--- START OF Extract provided ---

# Street Dreams Detail - Exotics Collection 350pics Detailing + Paint Correction



## dsms (Feb 1, 2008)

*This summer has been a bit hectic with detailing and finally I have time to share some of my recent work.

I rarely do mobile detailing anymore but I was glad to spend some time and do a bit of traveling to attend to this private collection in Connecticut.

The cars range from Ferrari, Porsche, Aston Martin, Lamborghini, Spyker and a few others. There were a lot of cars done over a period of time so the process in which I went about cleaning, correcting and protecting them will be presented to you as I remember it best.

I do not have a lengthy header nor fancy title for this thread and I promise I will not post the "copy and pasted" technical specs of every car seen here. This is a thread simply about fine cars and detailing. This is what I love and these are the cars I love to work on, hope you enjoy the pictures!

I'll begin with the Spyker C8 (note the cars in the writeup are posted in random order not in the order of completion)










After washing and prepping the car I began correction on all the aluminum metalwork. It took a good amount of time to sort out the best method of correction and even then it became a very tedious process.

Here is a 50/50 shot of the drivers side mirror housing. By the end of working on this car I had used various metal polishes including Blackfire heavy cut and fine cut, Swissvax metal polish and White Diamond, by hand, DA machine and rotary.



















Working around the rest of the car, some improvement in gloss










I later decided to remove whatever pieces I could to allow for better angles when polishing



















Before










After










After all exterior metal work was finished I moved onto the interior, also full of aluminum which needed polishing

Work on the steering column...










Finished










Difference in clarity from polishing, dullness in the aluminum is being removed after 2-3 hits with the metal compound on a short nap MF towel










Door handle housing needed some attention as well

Before










During










After










Slight improvement made on the shift knob, before










Finished










After all interior metal work was polished the leather (shall I say about 17.5 cows worth) was cleaned and conditioned. For this I cleaned the leather with Leatherique pristine clean and followed up with Leather Masters protection cream.

Some interior shots after full detailing, this really is a fantastic car just to sit in!




























A proper ignition switch for a car with no power brakes or power steering










The soft top of the Spyker had some water damage and staining, during the wash process several applications of diluted APC cleaner and a soft brush were used to lift the stains...

--- END OF Extract provided ---
--- START OF Collected data ---

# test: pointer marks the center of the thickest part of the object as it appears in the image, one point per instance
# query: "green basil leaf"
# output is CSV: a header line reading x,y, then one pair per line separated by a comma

--- END OF Collected data ---

Objective |
Please write the next part of the detailing thread, picking up right after its final sentence. The material has nothing to do with the detailing thread.

Answer for the task |
Before staining










Same area (car is now turned around) after cleaning and protection. For protection 303 fabric guard was used, 2 applications over 2 days



















The paintwork on the Spyker was in excellent shape, 106FA on the rotary was used to remove slight marring and bring up the gloss, for protection Wolfs Body Wrap (a nano sealant) was used.

All paint areas were protected...










Finished photos













































































































Next up: Ferrari 458 Italia

... I knew this car was going to need some serious correction work as most EVERY modern Ferrari coming out of the factory in Maranello has major paint issues. This should not be the case as owners wait months to years for a car and pay enough money for it, the least they could do would give it a proper refinishing from the factory.

Began with a full prep wash to remove all prior protection. As usual I treated the wheels to a gentle mix of soap and water and pH wheel cleaner in a bottle... for carbon ceramic brakes thats all I really ever use.



















Citrus wash was used with a DD foam sponge










After claying, drying and a few IPA wipedowns I measured the paint using an electronic paint thickness gauge as I went around the car taping off vents, edges and clear bra seams...










190-200+ microns across the board










A proper tape job is well worth the time, especially when working on any exotic car. Lots of air vents, ducts and clear film to consider.

All mesh grilles were tapes off, getting polish sling inside the mesh or behind it would be a nightmare to fix.




























The finish of the 458 looked poor even before the wash, once everything was clean and stripped 100% the term "bad factory finish" took on a new meaning. This car had several areas where huge clusters of swirls, RIDS and even sanding scratches were left behind.

Example of factory defects:














































Onto correction, both rotary and DA machines were used to get the finish as close to 100% as possible. Several areas require multiple hits of compounding to yield a high level of correction.

Front fender before



















After 3 rounds of compounding using M105 and D300










An then onto refining the paint using Menzerna powerfinish on a green polishing pad










The hood of the 458 had clear film so I switched up to a DA machine for cooler operating temps and a smoother glide over the plastic



















50/50 on front nose which had clear film










Surbuffing' the roof...



















The rear section of the Italia was by far the most severely hacked area. I spent over 5hours alone just on rear bumper getting it perfect.

Some before and afters...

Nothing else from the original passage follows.